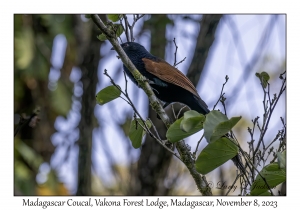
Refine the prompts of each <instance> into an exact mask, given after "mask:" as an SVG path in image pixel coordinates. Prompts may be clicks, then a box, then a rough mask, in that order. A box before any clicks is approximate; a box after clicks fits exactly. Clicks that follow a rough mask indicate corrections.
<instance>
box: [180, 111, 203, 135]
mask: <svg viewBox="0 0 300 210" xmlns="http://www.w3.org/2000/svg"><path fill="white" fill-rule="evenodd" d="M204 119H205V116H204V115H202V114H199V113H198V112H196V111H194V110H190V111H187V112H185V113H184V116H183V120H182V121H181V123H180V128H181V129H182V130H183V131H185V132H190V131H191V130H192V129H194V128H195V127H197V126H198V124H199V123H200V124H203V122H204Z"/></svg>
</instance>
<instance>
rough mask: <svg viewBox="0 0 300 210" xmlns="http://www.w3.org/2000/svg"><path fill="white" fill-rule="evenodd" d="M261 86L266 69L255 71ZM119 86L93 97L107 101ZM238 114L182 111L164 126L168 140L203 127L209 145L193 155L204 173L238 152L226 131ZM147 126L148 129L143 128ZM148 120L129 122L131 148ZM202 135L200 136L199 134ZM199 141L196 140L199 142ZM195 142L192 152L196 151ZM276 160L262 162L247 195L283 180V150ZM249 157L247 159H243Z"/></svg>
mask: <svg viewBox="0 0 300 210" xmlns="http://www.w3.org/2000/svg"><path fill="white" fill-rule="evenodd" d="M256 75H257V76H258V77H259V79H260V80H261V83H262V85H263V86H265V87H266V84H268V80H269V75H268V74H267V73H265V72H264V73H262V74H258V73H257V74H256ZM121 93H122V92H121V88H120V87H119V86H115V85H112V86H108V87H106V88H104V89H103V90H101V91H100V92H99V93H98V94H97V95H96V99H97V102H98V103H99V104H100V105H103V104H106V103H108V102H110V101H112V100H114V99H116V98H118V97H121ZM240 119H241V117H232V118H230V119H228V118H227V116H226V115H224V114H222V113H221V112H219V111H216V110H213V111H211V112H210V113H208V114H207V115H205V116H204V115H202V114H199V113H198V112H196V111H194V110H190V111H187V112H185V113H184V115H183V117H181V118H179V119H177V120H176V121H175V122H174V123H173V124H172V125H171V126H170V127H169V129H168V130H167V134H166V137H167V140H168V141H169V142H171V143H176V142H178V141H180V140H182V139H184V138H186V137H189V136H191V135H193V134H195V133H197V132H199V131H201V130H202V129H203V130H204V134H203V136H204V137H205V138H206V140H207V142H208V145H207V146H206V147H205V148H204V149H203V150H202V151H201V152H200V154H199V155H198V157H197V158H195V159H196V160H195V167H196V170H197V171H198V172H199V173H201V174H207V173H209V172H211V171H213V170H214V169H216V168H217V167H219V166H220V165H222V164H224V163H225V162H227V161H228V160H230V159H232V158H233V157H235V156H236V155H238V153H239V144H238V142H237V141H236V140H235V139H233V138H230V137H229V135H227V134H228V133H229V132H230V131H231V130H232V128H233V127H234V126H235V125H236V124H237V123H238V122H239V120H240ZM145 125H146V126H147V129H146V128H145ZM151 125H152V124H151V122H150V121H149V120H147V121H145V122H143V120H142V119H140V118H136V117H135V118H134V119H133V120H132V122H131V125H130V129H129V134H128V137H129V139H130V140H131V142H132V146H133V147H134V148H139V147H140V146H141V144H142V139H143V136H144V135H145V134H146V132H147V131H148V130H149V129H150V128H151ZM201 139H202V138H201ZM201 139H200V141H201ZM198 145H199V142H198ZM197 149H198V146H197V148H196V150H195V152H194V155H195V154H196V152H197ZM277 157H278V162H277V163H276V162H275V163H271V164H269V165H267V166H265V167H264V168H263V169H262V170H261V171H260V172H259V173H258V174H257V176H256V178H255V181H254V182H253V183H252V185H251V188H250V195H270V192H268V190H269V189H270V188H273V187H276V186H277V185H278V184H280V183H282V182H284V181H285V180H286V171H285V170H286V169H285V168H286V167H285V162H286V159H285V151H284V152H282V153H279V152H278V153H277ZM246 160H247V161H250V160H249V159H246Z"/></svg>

--

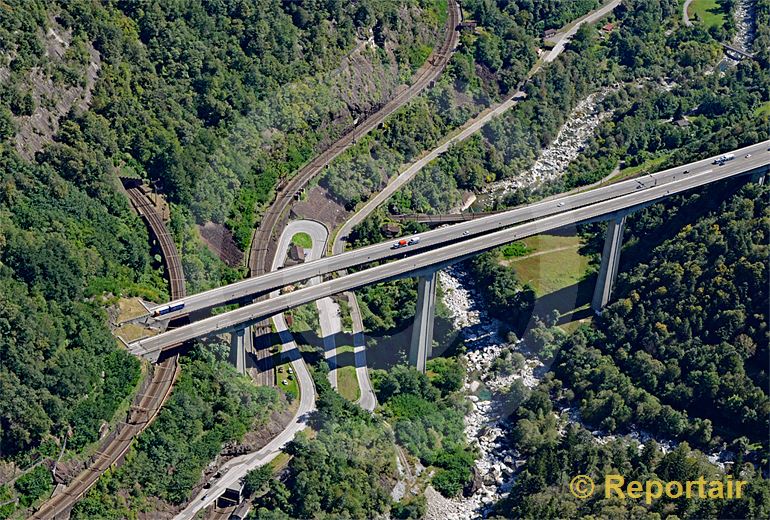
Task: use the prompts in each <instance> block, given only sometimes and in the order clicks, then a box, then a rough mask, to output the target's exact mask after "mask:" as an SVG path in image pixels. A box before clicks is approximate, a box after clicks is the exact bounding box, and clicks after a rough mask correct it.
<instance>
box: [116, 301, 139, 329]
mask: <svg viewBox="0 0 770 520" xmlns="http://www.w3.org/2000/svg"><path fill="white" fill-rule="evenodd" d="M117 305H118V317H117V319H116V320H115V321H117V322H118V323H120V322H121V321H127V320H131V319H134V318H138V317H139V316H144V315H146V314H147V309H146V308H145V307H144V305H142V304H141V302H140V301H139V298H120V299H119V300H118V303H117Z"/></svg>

# EXERCISE DETAILS
Of the lines above, copy each one that contains the word "given".

# TASK ANSWER
Refine the prompts of each <instance> into an exact mask, given after "mask:" as an SVG path in image pixel coordinates. Prompts may be clicks, then a box, then a rough mask, in that order. A box before any clicks is approximate; a box after clicks fits exactly. Clicks that follow a rough mask indicate corrections.
Task: use the prompts in each <instance> block, given only sometimes and in the order clicks, then a box, then a rough mask, to output the target's exact mask after "mask:" as an SVG path in image pixels. A box before clicks is approximate, a box after clicks is the exact bounding box, and clicks after a rough mask correct it.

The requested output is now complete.